§ EXERCISE OBJECTIVE:
Repeat everything from the line containing "Can you find the sweater" down to the line containing "[[958, 472]]", both included, word for word.
────────
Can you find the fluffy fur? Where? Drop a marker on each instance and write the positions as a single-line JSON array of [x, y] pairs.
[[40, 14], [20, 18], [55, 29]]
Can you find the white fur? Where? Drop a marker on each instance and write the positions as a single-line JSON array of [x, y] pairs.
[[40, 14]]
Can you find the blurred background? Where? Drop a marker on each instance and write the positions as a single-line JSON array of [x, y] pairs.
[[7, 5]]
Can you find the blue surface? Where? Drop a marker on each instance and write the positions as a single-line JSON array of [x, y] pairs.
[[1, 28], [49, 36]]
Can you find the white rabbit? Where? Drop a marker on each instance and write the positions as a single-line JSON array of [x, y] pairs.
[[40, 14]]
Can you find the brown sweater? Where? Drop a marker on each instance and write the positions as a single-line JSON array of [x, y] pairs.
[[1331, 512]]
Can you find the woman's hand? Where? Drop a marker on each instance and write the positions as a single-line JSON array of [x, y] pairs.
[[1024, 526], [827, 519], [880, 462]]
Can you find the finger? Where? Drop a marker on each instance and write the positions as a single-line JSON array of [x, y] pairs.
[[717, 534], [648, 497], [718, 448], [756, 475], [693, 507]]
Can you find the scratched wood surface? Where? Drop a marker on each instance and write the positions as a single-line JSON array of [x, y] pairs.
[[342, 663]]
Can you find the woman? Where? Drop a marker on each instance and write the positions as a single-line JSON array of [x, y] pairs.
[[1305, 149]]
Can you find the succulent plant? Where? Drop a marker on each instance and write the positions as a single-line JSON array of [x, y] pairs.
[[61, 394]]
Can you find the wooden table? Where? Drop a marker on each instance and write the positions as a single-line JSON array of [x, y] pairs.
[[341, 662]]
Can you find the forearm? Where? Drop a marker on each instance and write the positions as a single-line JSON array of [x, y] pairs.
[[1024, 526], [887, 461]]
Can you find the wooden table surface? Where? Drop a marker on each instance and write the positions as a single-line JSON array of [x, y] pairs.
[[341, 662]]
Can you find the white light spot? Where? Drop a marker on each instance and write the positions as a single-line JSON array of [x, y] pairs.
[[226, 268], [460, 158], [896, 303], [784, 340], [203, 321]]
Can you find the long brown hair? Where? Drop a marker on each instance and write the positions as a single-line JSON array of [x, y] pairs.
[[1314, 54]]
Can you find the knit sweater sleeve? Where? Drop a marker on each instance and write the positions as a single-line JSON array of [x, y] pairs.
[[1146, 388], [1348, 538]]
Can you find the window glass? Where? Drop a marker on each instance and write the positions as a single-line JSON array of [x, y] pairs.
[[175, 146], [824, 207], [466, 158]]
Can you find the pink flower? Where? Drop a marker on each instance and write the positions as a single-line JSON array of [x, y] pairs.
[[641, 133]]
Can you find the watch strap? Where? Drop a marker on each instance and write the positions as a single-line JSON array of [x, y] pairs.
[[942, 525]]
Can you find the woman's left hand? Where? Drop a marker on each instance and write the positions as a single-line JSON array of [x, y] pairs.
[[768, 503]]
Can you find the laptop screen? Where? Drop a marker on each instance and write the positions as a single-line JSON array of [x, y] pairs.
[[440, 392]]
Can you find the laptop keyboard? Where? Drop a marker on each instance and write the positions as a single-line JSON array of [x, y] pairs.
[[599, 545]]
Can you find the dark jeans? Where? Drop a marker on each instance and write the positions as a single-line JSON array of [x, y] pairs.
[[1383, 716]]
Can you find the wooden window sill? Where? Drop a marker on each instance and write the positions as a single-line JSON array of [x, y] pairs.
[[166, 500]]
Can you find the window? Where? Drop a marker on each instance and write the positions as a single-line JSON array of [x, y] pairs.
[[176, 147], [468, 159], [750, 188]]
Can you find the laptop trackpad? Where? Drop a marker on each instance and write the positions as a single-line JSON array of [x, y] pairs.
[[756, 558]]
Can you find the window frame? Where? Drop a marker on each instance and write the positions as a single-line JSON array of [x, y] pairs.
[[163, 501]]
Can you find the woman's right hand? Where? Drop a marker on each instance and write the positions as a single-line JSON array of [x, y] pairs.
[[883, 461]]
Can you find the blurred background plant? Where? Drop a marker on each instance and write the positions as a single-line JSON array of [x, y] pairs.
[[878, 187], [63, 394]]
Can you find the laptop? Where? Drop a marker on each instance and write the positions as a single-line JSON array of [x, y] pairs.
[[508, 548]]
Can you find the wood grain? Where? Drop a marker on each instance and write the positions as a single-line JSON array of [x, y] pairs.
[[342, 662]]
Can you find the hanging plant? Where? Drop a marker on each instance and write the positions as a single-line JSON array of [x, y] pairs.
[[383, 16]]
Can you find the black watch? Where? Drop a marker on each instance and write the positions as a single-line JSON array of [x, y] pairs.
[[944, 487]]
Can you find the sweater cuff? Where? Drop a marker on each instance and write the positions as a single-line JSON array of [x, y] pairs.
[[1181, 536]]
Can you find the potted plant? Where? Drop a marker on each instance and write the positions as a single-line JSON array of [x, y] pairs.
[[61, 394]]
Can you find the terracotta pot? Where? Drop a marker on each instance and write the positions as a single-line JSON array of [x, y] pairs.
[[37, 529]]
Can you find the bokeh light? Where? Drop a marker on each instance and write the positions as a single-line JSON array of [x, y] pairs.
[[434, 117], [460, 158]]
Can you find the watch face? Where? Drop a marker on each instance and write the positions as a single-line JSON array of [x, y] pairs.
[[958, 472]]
────────
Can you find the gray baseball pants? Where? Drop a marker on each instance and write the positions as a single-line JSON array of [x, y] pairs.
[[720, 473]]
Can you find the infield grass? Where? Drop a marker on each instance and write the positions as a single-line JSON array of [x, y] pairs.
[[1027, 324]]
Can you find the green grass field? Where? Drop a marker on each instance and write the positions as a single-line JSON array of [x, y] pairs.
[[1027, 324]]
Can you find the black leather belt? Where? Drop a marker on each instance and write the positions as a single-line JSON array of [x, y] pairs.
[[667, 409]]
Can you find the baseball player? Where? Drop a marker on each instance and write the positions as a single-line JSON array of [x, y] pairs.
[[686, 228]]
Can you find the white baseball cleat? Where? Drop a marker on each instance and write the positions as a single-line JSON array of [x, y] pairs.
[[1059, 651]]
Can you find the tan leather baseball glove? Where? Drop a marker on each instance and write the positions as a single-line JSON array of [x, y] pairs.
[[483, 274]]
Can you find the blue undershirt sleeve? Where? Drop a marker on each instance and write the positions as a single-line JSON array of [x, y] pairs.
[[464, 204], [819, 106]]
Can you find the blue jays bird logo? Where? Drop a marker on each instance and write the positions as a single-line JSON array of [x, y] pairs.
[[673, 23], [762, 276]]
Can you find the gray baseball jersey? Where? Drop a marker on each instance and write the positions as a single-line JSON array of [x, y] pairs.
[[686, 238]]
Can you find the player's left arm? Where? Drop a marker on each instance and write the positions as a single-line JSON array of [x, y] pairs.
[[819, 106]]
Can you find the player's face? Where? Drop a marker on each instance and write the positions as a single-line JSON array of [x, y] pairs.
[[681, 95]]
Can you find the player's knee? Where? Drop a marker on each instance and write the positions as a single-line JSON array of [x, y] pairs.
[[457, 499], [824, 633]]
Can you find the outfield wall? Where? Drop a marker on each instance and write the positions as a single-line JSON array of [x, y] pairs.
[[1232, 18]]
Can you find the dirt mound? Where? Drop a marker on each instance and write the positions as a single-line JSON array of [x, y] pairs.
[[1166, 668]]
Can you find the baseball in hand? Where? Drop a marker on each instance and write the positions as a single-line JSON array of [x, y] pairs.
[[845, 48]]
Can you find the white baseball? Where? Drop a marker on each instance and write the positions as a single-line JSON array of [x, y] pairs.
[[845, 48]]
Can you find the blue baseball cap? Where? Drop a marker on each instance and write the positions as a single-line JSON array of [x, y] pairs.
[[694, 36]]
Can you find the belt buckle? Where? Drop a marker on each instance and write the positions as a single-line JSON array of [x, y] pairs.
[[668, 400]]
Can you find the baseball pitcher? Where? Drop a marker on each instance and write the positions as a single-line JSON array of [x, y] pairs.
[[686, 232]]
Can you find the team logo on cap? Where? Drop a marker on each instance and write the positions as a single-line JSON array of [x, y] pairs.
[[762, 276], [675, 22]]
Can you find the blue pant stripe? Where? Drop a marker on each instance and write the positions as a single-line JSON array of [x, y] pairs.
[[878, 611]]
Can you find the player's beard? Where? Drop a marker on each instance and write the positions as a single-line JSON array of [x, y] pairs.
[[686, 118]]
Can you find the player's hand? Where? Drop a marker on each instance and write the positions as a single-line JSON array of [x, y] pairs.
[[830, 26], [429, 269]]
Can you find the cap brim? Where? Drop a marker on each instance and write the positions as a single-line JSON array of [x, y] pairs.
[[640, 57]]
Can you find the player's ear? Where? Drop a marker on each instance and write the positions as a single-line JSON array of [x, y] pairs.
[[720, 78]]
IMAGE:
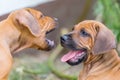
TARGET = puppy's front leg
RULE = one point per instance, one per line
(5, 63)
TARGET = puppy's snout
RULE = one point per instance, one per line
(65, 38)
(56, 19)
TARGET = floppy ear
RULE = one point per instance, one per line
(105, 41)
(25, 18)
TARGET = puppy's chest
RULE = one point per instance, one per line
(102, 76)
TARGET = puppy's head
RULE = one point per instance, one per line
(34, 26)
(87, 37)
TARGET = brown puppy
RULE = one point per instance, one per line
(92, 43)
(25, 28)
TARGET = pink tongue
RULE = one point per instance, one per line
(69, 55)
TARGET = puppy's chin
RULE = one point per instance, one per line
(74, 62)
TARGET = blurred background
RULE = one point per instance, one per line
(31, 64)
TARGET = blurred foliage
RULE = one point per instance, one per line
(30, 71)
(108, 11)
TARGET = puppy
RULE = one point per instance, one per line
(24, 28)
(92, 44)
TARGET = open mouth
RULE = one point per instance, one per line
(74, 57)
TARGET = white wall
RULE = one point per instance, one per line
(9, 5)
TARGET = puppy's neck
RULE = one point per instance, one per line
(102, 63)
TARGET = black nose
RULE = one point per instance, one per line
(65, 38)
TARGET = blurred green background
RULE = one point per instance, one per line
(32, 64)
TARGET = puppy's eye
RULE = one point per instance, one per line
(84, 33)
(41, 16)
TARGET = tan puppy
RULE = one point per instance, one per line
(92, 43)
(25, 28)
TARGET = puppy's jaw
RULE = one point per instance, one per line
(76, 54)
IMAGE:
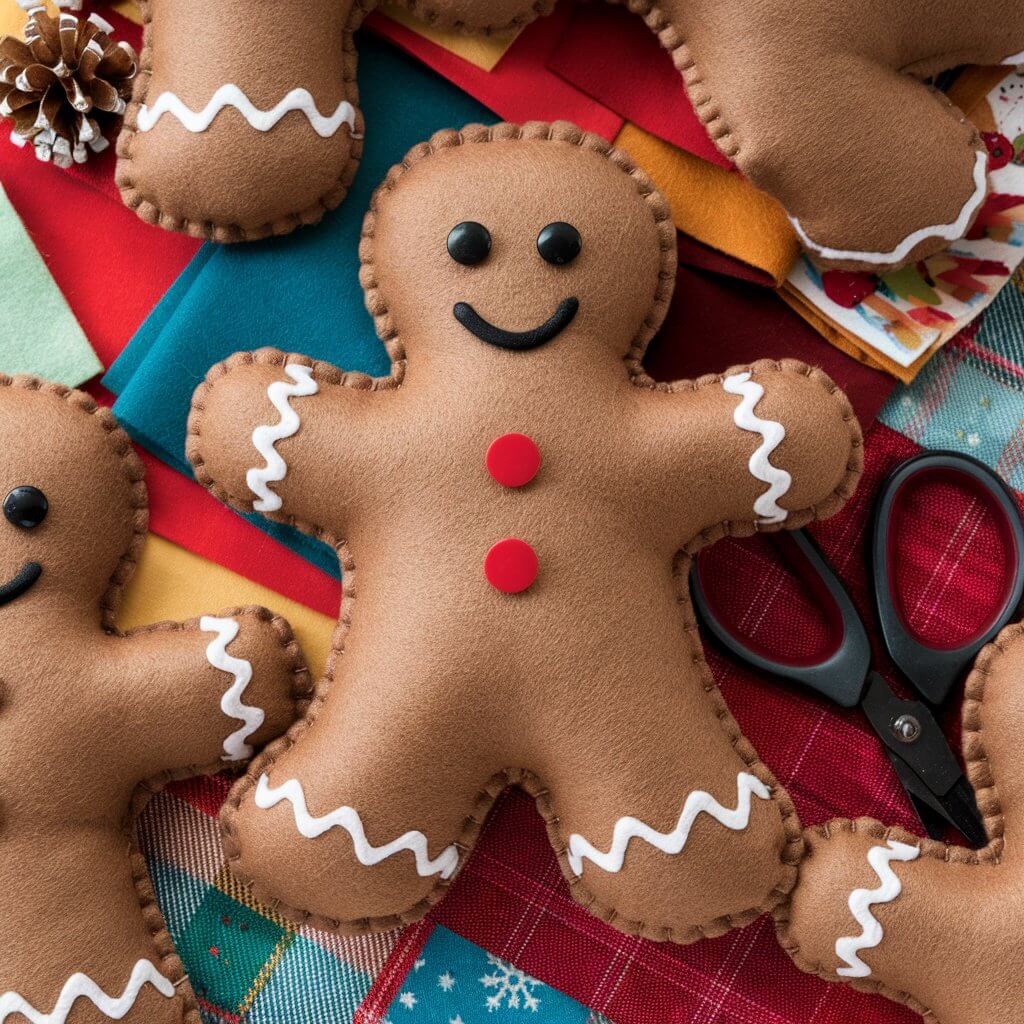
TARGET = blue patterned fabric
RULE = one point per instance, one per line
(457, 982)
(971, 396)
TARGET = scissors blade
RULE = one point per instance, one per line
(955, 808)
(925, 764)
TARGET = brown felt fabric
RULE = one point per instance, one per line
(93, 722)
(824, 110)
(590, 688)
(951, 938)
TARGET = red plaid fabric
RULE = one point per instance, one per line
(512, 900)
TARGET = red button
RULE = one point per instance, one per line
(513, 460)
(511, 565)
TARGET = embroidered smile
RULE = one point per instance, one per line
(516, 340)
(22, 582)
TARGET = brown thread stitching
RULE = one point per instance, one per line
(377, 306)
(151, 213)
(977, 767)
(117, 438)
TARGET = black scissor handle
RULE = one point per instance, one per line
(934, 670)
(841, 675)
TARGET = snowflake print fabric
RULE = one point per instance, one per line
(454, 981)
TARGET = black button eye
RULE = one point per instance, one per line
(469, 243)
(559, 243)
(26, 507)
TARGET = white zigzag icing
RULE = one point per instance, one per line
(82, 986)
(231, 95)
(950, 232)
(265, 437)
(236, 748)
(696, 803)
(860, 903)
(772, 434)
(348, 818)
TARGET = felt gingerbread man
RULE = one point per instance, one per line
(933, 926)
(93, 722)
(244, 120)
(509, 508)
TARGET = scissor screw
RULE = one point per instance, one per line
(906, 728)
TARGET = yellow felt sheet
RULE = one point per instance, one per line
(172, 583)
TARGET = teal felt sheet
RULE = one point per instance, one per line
────────
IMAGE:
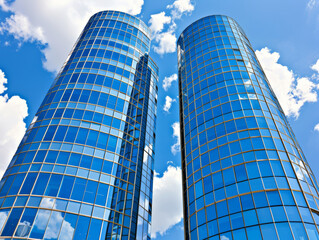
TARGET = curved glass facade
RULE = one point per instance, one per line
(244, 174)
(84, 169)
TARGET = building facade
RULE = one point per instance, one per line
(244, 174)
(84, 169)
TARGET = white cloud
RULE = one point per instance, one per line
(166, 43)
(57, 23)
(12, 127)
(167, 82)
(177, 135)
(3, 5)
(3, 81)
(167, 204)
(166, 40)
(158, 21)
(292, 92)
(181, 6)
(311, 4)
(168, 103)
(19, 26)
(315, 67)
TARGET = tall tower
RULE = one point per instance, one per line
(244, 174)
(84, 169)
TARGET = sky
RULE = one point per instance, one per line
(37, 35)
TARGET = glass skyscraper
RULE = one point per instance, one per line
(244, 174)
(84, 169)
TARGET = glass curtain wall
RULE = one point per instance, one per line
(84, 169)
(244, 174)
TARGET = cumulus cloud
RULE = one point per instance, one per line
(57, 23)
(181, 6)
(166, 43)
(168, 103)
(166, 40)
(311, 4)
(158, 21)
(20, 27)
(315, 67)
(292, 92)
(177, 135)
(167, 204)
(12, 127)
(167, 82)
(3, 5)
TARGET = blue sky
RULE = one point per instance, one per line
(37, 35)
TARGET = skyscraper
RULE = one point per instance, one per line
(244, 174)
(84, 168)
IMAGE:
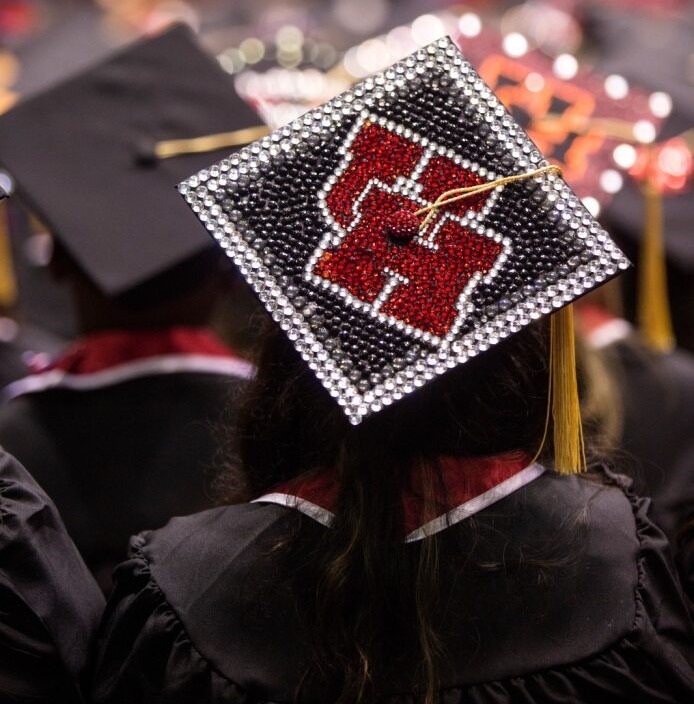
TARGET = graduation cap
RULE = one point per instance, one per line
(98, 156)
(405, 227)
────────
§ REPLY TO THE TASK:
Can you find the sweater cuff? Where? Drop a marker on each instance and write the positions as a single-line JSON array of [x, y] pairs.
[[1181, 536]]
Can you find the potted plant? Where? Drop a marker on each instance and write the positions as a single-line JSON array of [x, y] pairs.
[[61, 394]]
Can you find the terracotta pot? Where? Drop a marker on each instance and write the positions as a single-line JSON array of [x, y] pairs.
[[37, 529]]
Can you find the bokeh light? Where? Drop a marker on each instance and write the positions as a single-line JSON array of [x, y] pairs.
[[434, 117], [460, 158]]
Can you find the watch face? Where? Drop a marker on each instance and write the positions as a single-line JSON array of [x, y] pairs.
[[958, 472]]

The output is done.